• ÉNONCÉ DU PROBLÈME 1: Recopiez à l'identique les rangées en commençant à la ligne qui contient « TASK = point to the drum head, one » et en terminant à la dernière rangée, ces deux limites comprises.

• EXTRAIT DU DOCUMENT:

Voici un artiste charismatique dont la voix a marqué de nombreux projets depuis le début des années 90. Pour beaucoup, Nya est lié à Erik Truffaz, certes ! Mais pas uniquement…
1993 : Un ami suisse me donne un cd 4 titres de la formation « Silent Majority » avec la note suivante : « Fais en bon usage ». « Frankly Speaking », titre de ce cd, est remarquable et je prends une bonne claque derrière les oreilles. Leur musique est un savant mélange de jazz, de soul et de hip-hop.
Quelques mois plus tard, arrivée de l’album « La majorité silencieuse ». Ensuite la sortie d’un mini album 7 titres à la pochette aussi soignée que le contenu. Et là, les bases de la musique d’Erik Truffaz sont en place mais nous le découvrirons bien plus tard. Car « Silent Majority » est composé de Marcello Giuliani (excellent bassiste mais aussi excellent pour mix et prise de sons), Pierre Audétat (remarquable pianiste) et de celui qui nous intéresse aujourd’hui, NYA, entre autres. Et qui est invité sur l’album à la trompette ? Un certain Erik Truffaz. D’emblée, la voix rauque de Nya, emprunt de Jamaïque et semblant sortir d’outre-tombe marque les esprits. Son phrasé, la texture de sa voix sont immédiatement identifiable.
Six ans plus tard, un album majeur dans l’histoire des musiques urbaines voit le jour : « Bending New Corner » d’Erik Truffaz. Un album synthèse de différents courants (drum & bass, funk, jazz) avec des mélodies, une production et une inspiration hors du commun. Bass : Marcello Giuliani, voix : Nya. Bien sûr, Truffaz est un compositeur et un trompettiste remarquable mais sans cette alchimie entre les genres et entre ces hommes, la carrière du monsieur n’aurait probablement pas été la même. Nya apparaît sur plusieurs titres dont le classique « Siegfried » d’une beauté à couper le souffle. Ensuite, Nya sera encore aux côtés de Truffaz sur quelques titres et sur scène.
2010 : Premier album solo du monsieur. « Rootz Teknowledgy » colle parfaitement à son image depuis les débuts dont nous venons de vous parler. Pierre Audétat, compagnon de route depuis « Silent Majority » est de la partie. La chanteuse T-love également. Nya explore d’autres pistes et en profite pour les brouiller également, les pistes. Différents courants de la culture jamaïcaine sont là ainsi que des sonorités électroniques et une touche de « nu-soul ». Des titres instrumentaux aux ambiances sombres et « roots » (« Settle down ») côtoient des titres plus « hip-hop » (« Riding the rhythm ») et de l’électronique pur plus « underground » (« Precious Pressure »). Dans tous les cas, Nya s’impose encore comme un grand lyricist.
2015 : Un artiste suisse très original sort un album free-jazz avec une voix en contraste avec son style, ce qui en fait l’intérêt. NYA est encore là pour poser sa marque de fabrique car inutile d’écouter longtemps pour l’identifier. Sknail est un projet inclassable tant dans l’image que dans le son même si la base free-jazz est forte. Et NYA y apporte une indéniable valeur ajoutée.

Entrées de la collection
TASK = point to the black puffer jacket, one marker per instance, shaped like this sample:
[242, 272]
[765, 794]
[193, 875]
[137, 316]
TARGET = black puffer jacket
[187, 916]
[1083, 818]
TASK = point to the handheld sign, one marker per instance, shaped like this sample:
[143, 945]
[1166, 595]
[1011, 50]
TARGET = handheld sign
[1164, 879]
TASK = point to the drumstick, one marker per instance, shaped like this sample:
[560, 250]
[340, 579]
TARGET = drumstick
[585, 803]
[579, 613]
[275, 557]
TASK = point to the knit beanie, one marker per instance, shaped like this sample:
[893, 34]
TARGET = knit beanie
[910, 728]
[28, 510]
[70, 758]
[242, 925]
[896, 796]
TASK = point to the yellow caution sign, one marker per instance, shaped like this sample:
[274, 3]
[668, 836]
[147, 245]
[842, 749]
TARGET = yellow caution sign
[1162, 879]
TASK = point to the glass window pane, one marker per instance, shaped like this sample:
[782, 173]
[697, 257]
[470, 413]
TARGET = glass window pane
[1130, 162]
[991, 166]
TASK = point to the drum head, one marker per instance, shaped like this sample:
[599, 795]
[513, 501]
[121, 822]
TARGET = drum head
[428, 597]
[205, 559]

• ÉNONCÉ DU PROBLÈME 2: Dans l'article sur Nya, reprenez s'il vous plaît le passage en commençant à « Six ans plus » et en terminant à « et sur scène. », puis renommez « Siegfried » en « Sigurd ».

• RÉPONSE ATTENDUE 1:
TASK = point to the drum head, one marker per instance, shaped like this sample:
[599, 795]
[513, 501]
[121, 822]
TARGET = drum head
[428, 597]
[205, 559]

• RÉPONSE ATTENDUE 2:
Six ans plus tard, un album majeur dans l’histoire des musiques urbaines voit le jour : « Bending New Corner » d’Erik Truffaz. Un album synthèse de différents courants (drum & bass, funk, jazz) avec des mélodies, une production et une inspiration hors du commun. Bass : Marcello Giuliani, voix : Nya. Bien sûr, Truffaz est un compositeur et un trompettiste remarquable mais sans cette alchimie entre les genres et entre ces hommes, la carrière du monsieur n’aurait probablement pas été la même. Nya apparaît sur plusieurs titres dont le classique « Sigurd » d’une beauté à couper le souffle. Ensuite, Nya sera encore aux côtés de Truffaz sur quelques titres et sur scène.